线性数据结构:向量、队列、栈。
5.1 向量(vector)
向量(vector)是可以改变其大小的线性序列容器。
#include <vector>
定义:vector<typename> name;
两个状态::empty(), size()
尾部元素的添加或删除:push_back(), pop_back()
元素访问:1. 下标访问(类似数组) 2. 迭代器(类似指针)访问
元素操作:insert(), erase(), clear()
迭代器操作:begin(), end()
例题5.1 完数与盈数
提交地址
#include <iostream>
#include <vector>
using namespace std;
int main(int argc, char** argv) {
vector<int> wanshu;
vector<int> yingshu;
for(int i=2; i<=60; i++){
int sum = 0;
for(int j=1; j<=i/2; j++){
if(i % j == 0){
sum += j;
}
}
if(sum == i) wanshu.push_back(i);
else if(sum > i) yingshu.push_back(i);
}
cout << "E:";
for(int v:wanshu) cout << " " << v;
cout << endl << "G:";
for(int v:yingshu) cout << " " << v;
return 0;
}
5.2 队列(queue)
队列中各个元素的操作次序必定遵循先进先出(FIFO)规则。
#include <queue>
定义:queue<typename> name;
状态:empty(), size()
添加和删除:push(), pop()
元素的访问:front(), back()
例题5.2 约瑟夫问题No.2
#include <iostream>
#include <queue>
using namespace std;
int main(int argc, char** argv) {
int n, p, m;
while(cin >> n >> p >> m){
if(n==0 && p==0 && m==0){
break;
}
queue<int> children;
for(int i=1; i<=n; i++){
children.push(i);
}
for(int i=0; i<p-1; i++){
children.push(children.front());
children.pop();
}
while(!children.empty()){
if(children.size() == 1){
cout << children.front() << endl;
children.pop();
}
else{
for(int i=0; i<m-1; i++){
children.push(children.front());
children.pop();
}
cout << children.front() << ",";
children.pop();
}
}
}
return 0;
}
例题5.3 猫狗收容所
#include <iostream>
#include <queue>
#include <vector>
using namespace std;
struct animal{
int number;
int order;
animal(int n, int o): number(n), order(o) {};
};
int main(int argc, char** argv) {
int n, m, t;
queue<animal> dog;
queue<animal> cat;
vector<int> out;
int order = 1;
cin >> n;
while(n--){
cin >> m >> t;
if(m == 1){
if(t > 0){
dog.push(animal(t, order++));
}
else if(t < 0){
cat.push(animal(t, order++));
}
}
else if(m == 2){
if(t == 0){
if(!cat.empty() && !dog.empty()){
if(cat.front().order < dog.front().order){
out.push_back(cat.front().number);
cat.pop();
}
else{
out.push_back(dog.front().number);
dog.pop();
}
}
else if(cat.empty() && !dog.empty()){
out.push_back(dog.front().number);
dog.pop();
}
else if(!cat.empty() && dog.empty()){
out.push_back(cat.front().number);
cat.pop();
}
}
else if(t == 1 && !dog.empty()){
out.push_back(dog.front().number);
dog.pop();
}
else if(t == -1 && !cat.empty()){
out.push_back(cat.front().number);
cat.pop();
}
}
}
for(int o:out) cout << o << " ";
return 0;
}
5.3 栈(stack)

问题与任务:
**a)** 根据上面的线性数据结构文本回答：
(i) 使用向量需要包含哪个头文件？
(ii) 队列中各个元素的操作次序遵循什么规则？
(iii) 队列用哪两个函数访问元素？
**b)** 将上面的线性数据结构文本中从“5.1 向量(vector)”起到“元素操作:insert(), erase(), clear()”为止的这一段原样输出。

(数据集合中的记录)
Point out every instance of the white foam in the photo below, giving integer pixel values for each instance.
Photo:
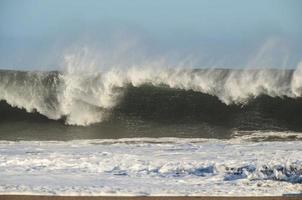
(85, 96)
(162, 166)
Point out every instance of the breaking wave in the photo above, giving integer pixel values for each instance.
(84, 98)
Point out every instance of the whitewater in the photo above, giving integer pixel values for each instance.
(151, 131)
(58, 95)
(149, 166)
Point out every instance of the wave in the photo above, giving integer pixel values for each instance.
(211, 95)
(172, 166)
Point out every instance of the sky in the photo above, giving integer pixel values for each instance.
(36, 34)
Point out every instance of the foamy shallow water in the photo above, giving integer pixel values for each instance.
(146, 166)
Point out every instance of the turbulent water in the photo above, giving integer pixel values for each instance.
(245, 130)
(119, 103)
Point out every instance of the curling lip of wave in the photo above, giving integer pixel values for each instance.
(87, 98)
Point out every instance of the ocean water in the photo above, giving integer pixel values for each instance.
(151, 132)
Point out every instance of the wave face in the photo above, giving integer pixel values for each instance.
(247, 99)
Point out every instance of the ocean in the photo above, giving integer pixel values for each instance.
(142, 131)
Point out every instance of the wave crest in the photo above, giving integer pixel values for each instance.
(84, 98)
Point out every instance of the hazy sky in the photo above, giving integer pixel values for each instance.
(36, 34)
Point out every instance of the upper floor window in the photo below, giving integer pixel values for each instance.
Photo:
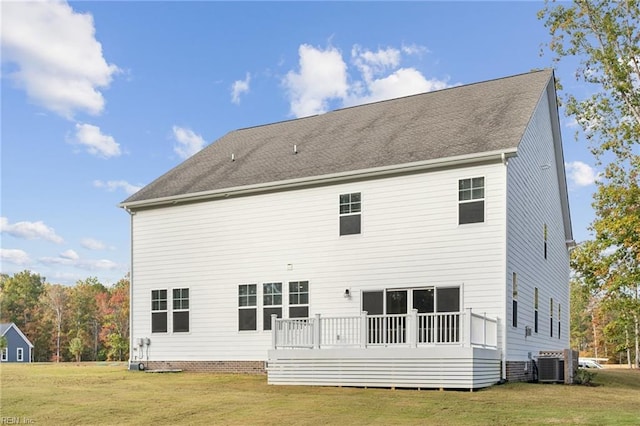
(471, 200)
(545, 240)
(180, 310)
(551, 317)
(298, 299)
(350, 209)
(247, 310)
(514, 302)
(535, 309)
(158, 311)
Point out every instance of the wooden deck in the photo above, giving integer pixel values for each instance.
(443, 351)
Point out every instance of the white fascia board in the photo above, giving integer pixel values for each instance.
(326, 179)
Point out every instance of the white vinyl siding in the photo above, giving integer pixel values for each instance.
(535, 228)
(412, 240)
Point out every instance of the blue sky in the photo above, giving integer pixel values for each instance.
(100, 98)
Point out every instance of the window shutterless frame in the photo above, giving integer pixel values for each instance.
(471, 200)
(159, 311)
(247, 307)
(180, 313)
(350, 213)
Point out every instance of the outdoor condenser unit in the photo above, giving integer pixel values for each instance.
(550, 369)
(136, 366)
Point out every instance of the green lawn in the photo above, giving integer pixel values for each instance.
(106, 394)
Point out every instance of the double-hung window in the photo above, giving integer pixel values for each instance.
(180, 310)
(514, 300)
(298, 299)
(158, 311)
(272, 303)
(471, 200)
(559, 321)
(535, 309)
(247, 307)
(350, 213)
(551, 317)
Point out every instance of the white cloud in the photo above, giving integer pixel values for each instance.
(403, 82)
(95, 141)
(59, 61)
(581, 174)
(30, 230)
(92, 244)
(112, 185)
(69, 254)
(322, 76)
(71, 258)
(374, 63)
(238, 88)
(188, 142)
(17, 257)
(414, 49)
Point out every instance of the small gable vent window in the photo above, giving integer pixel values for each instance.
(471, 200)
(158, 311)
(350, 213)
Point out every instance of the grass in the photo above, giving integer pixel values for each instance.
(107, 394)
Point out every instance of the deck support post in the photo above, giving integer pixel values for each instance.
(467, 327)
(316, 332)
(412, 329)
(364, 329)
(274, 331)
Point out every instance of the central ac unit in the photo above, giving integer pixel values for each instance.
(550, 369)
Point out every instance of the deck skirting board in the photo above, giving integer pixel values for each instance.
(448, 368)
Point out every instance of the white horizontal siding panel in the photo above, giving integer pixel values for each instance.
(410, 238)
(534, 200)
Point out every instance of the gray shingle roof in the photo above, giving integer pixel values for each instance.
(464, 120)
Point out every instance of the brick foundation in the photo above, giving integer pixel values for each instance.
(516, 371)
(239, 367)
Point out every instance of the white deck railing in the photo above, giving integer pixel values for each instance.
(412, 329)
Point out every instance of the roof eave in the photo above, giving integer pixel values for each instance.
(414, 167)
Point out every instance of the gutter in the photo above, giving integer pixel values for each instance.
(498, 156)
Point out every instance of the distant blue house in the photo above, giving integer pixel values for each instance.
(18, 348)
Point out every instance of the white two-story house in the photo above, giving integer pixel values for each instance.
(415, 242)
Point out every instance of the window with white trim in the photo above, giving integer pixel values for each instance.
(514, 300)
(559, 321)
(545, 240)
(159, 311)
(298, 299)
(247, 307)
(471, 200)
(350, 213)
(272, 303)
(535, 309)
(180, 312)
(551, 317)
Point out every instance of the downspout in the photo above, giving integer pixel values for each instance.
(505, 272)
(131, 214)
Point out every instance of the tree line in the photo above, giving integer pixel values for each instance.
(85, 322)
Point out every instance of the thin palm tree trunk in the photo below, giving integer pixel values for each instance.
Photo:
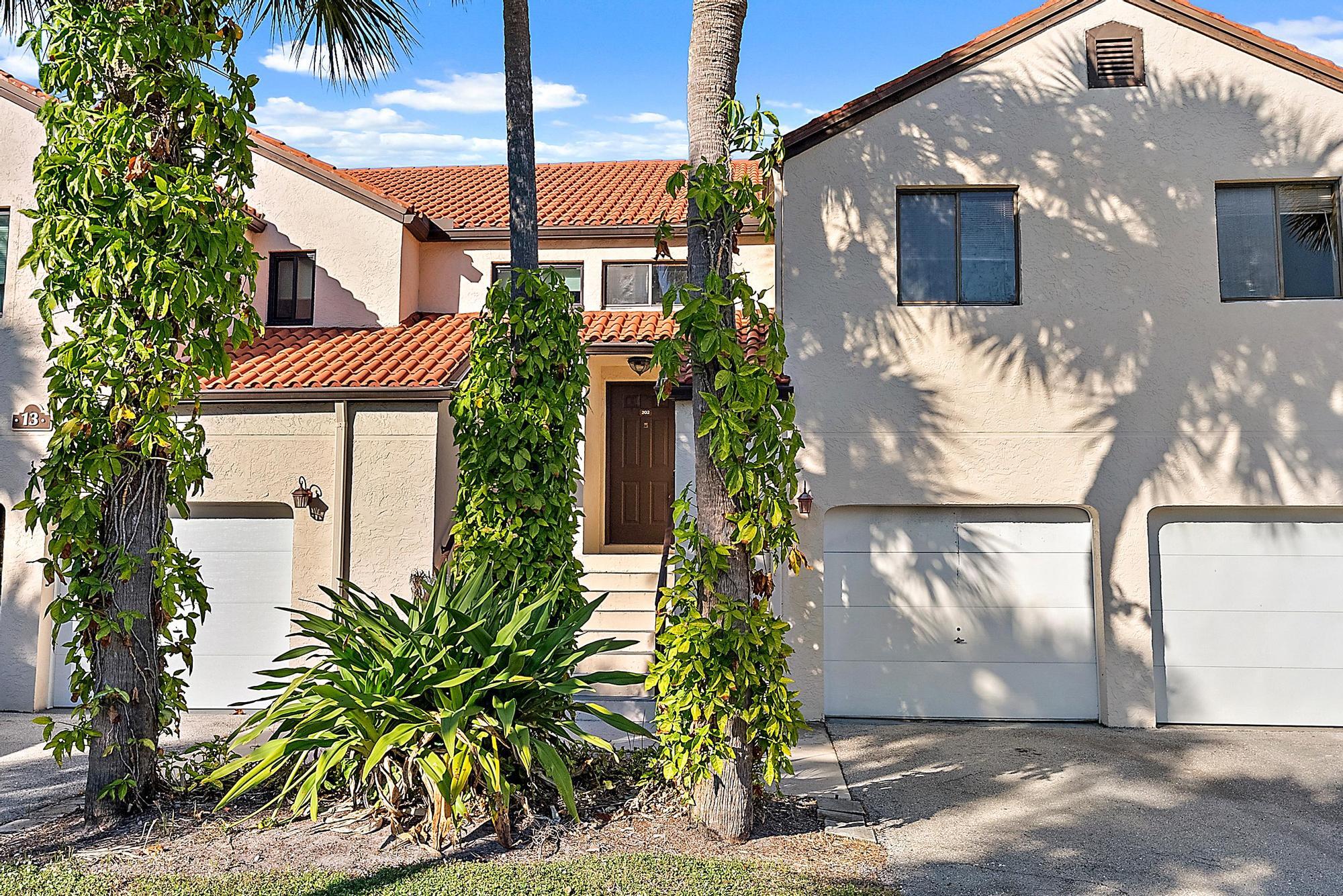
(524, 250)
(723, 803)
(135, 515)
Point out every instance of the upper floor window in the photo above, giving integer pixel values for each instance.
(292, 279)
(571, 271)
(5, 252)
(635, 283)
(1278, 240)
(958, 246)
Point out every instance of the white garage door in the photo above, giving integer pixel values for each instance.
(1248, 621)
(960, 613)
(246, 560)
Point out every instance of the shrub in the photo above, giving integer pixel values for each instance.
(518, 420)
(425, 710)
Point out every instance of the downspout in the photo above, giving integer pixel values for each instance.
(342, 499)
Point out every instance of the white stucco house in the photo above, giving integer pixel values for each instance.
(369, 283)
(1066, 334)
(1067, 340)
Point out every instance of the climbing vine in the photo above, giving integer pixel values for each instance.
(140, 235)
(518, 423)
(723, 656)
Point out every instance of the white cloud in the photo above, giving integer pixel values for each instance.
(657, 119)
(17, 60)
(774, 105)
(644, 118)
(287, 113)
(479, 93)
(297, 59)
(613, 145)
(370, 137)
(1319, 35)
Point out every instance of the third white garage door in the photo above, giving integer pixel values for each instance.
(1248, 619)
(960, 613)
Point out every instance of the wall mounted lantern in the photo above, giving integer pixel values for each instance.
(304, 494)
(805, 501)
(311, 497)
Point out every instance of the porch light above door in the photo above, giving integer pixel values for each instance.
(805, 501)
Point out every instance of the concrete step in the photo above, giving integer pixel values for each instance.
(644, 642)
(621, 562)
(640, 621)
(637, 663)
(621, 581)
(639, 601)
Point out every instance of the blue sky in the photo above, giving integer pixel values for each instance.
(612, 72)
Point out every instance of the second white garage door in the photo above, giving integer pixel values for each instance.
(246, 560)
(960, 613)
(1248, 619)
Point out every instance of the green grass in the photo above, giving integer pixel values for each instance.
(633, 875)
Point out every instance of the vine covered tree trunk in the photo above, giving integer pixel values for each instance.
(524, 248)
(723, 803)
(135, 517)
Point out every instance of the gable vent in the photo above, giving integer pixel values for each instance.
(1115, 56)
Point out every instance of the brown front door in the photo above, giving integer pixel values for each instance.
(640, 464)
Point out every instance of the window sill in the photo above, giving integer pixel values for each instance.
(1283, 298)
(925, 303)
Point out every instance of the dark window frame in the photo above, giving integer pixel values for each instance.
(608, 263)
(500, 266)
(958, 189)
(1115, 31)
(1275, 184)
(273, 301)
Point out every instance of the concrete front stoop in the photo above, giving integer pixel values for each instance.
(817, 776)
(629, 583)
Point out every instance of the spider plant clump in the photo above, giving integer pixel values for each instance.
(428, 713)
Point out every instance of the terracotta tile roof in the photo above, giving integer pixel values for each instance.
(314, 162)
(428, 350)
(422, 352)
(1025, 26)
(22, 86)
(569, 193)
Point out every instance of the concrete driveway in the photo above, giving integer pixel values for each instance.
(33, 788)
(1047, 809)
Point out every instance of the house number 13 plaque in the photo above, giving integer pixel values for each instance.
(32, 419)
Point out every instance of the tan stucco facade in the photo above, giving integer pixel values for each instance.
(456, 275)
(22, 362)
(1122, 383)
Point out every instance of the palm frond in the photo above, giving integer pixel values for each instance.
(353, 42)
(17, 15)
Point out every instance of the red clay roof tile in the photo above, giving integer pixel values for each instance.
(425, 352)
(569, 193)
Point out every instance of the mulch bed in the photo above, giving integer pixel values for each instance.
(187, 835)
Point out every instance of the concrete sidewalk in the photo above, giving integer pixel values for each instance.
(33, 788)
(817, 775)
(1076, 809)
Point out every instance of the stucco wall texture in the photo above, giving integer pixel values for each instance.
(22, 362)
(1121, 383)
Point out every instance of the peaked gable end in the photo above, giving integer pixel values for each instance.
(1031, 24)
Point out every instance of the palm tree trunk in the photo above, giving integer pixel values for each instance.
(135, 515)
(725, 803)
(524, 250)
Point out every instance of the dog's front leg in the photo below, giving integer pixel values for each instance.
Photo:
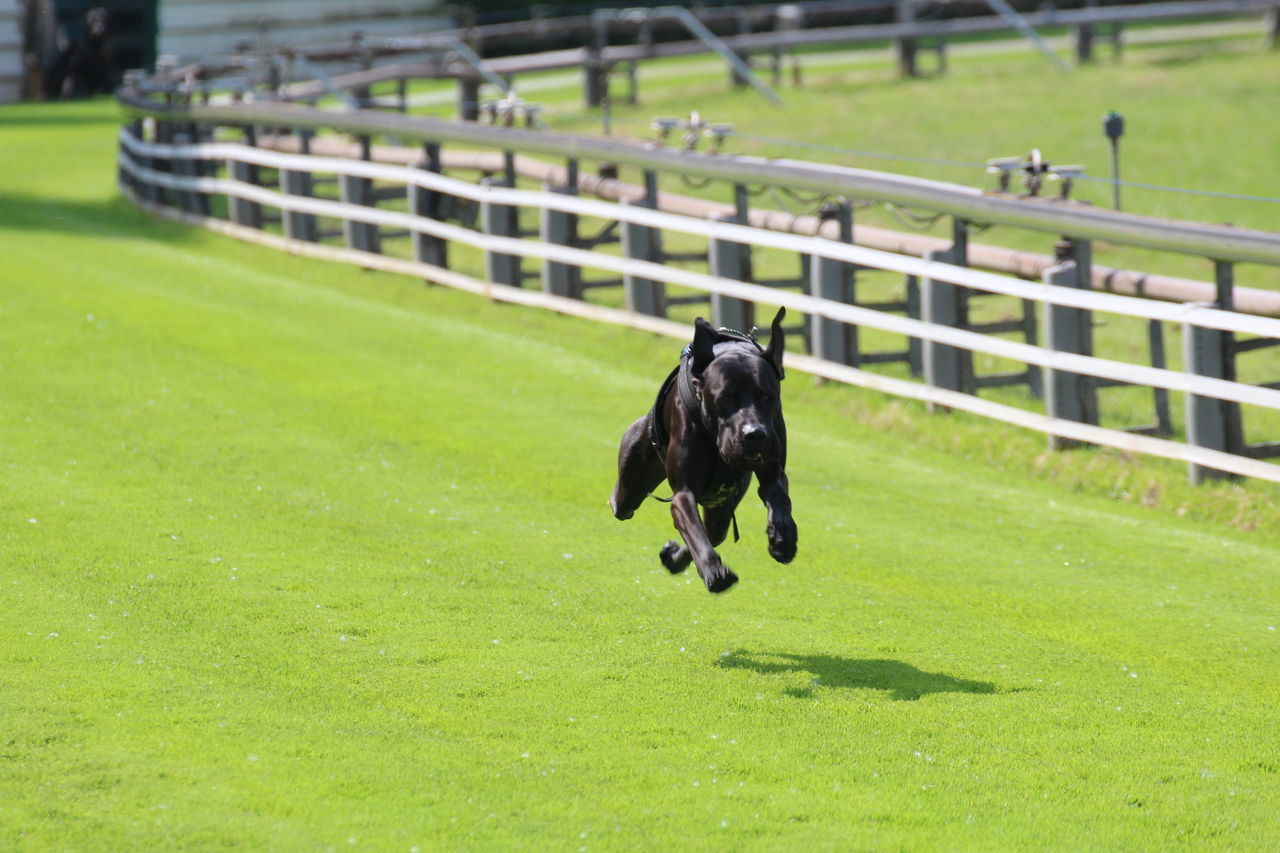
(684, 514)
(781, 527)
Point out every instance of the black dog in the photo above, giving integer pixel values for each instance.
(717, 420)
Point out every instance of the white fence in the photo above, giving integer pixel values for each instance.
(177, 179)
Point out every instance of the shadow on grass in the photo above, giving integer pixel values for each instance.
(901, 680)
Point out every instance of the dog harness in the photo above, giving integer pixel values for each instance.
(681, 381)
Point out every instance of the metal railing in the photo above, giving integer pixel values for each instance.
(170, 164)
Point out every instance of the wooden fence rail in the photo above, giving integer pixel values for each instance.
(163, 168)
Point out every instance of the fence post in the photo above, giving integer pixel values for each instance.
(359, 191)
(243, 211)
(561, 229)
(640, 242)
(469, 99)
(426, 204)
(1208, 352)
(906, 45)
(946, 304)
(191, 200)
(1069, 396)
(140, 188)
(498, 220)
(1083, 44)
(300, 226)
(595, 73)
(833, 279)
(734, 261)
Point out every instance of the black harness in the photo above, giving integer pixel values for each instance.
(681, 381)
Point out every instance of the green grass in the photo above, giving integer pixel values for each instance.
(301, 557)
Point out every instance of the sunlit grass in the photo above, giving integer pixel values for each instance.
(296, 556)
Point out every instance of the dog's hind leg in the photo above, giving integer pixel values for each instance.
(640, 470)
(717, 520)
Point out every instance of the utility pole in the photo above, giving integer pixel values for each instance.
(1112, 124)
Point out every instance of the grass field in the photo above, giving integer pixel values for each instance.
(301, 557)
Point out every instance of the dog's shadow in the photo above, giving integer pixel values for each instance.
(903, 682)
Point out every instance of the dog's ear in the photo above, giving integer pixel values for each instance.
(777, 342)
(703, 347)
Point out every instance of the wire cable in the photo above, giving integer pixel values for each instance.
(836, 149)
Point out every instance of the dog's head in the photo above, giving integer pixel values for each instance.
(740, 386)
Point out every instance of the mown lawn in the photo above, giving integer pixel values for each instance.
(295, 556)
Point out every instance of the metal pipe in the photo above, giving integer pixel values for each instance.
(1055, 217)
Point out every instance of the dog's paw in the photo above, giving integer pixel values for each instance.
(782, 541)
(721, 579)
(672, 559)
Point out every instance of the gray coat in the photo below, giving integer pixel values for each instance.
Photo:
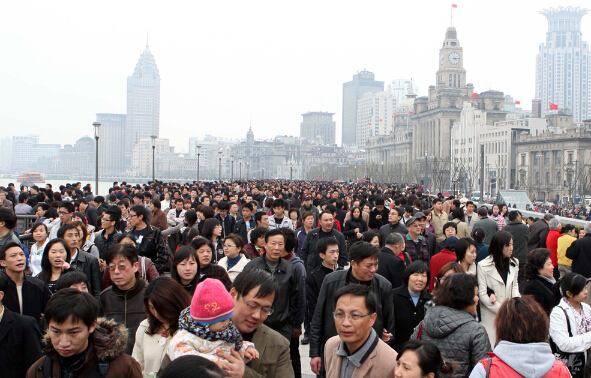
(457, 334)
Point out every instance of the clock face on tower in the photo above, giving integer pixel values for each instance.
(454, 58)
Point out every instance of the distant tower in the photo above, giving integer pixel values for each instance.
(563, 64)
(143, 102)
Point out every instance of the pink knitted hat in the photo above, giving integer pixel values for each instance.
(211, 302)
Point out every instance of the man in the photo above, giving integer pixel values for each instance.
(520, 233)
(25, 295)
(308, 252)
(286, 305)
(80, 260)
(393, 259)
(489, 225)
(20, 339)
(357, 350)
(439, 218)
(416, 245)
(364, 265)
(538, 233)
(79, 344)
(328, 250)
(123, 301)
(394, 225)
(148, 239)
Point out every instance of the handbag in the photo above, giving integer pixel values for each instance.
(575, 362)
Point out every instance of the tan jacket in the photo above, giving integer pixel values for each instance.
(380, 363)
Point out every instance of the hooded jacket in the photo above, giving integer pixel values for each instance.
(107, 343)
(457, 334)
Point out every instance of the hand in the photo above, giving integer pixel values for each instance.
(386, 335)
(233, 364)
(315, 363)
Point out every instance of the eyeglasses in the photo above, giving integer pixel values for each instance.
(264, 310)
(351, 317)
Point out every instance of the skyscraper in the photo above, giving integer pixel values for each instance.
(362, 82)
(143, 102)
(563, 64)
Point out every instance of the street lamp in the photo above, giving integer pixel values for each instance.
(154, 157)
(96, 126)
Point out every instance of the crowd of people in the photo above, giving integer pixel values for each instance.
(230, 279)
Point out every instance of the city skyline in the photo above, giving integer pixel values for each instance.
(197, 102)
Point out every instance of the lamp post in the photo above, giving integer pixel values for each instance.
(96, 126)
(198, 156)
(153, 157)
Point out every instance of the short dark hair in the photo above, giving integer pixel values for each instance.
(371, 301)
(71, 304)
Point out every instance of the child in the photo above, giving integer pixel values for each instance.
(205, 327)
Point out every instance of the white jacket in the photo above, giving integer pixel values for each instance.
(559, 330)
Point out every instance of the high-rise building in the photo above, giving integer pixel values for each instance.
(362, 82)
(111, 143)
(318, 127)
(143, 102)
(563, 64)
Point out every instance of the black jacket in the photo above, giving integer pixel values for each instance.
(153, 247)
(391, 267)
(311, 258)
(408, 316)
(20, 344)
(323, 328)
(286, 303)
(541, 289)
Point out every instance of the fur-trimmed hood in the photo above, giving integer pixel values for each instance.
(108, 341)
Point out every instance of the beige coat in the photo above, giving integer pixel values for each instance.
(489, 277)
(380, 363)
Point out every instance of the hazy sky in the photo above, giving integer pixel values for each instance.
(225, 63)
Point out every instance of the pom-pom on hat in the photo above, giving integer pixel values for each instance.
(211, 302)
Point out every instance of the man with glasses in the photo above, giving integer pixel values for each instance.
(357, 342)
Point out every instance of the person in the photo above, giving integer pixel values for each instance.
(79, 344)
(308, 252)
(357, 350)
(522, 348)
(234, 260)
(539, 273)
(364, 264)
(20, 339)
(164, 299)
(123, 300)
(204, 250)
(409, 301)
(185, 269)
(451, 325)
(497, 274)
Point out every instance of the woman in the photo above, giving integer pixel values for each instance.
(466, 255)
(40, 234)
(522, 349)
(540, 279)
(478, 234)
(497, 217)
(164, 299)
(185, 269)
(497, 274)
(204, 250)
(355, 227)
(54, 263)
(409, 301)
(235, 260)
(451, 325)
(212, 231)
(419, 359)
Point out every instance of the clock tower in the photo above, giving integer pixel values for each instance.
(451, 73)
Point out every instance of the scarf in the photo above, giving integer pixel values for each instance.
(229, 334)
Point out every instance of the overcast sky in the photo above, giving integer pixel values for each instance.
(223, 64)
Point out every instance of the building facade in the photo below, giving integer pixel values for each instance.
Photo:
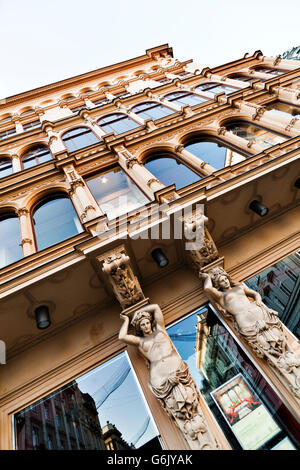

答案列表:
**a)**
(i) #include <vector>
(ii) 先进先出(FIFO)规则。
(iii) front() 和 back()。

**b)**
5.1 向量(vector)
向量(vector)是可以改变其大小的线性序列容器。
#include <vector>
定义:vector<typename> name;
两个状态::empty(), size()
尾部元素的添加或删除:push_back(), pop_back()
元素访问:1. 下标访问(类似数组) 2. 迭代器(类似指针)访问
元素操作:insert(), erase(), clear()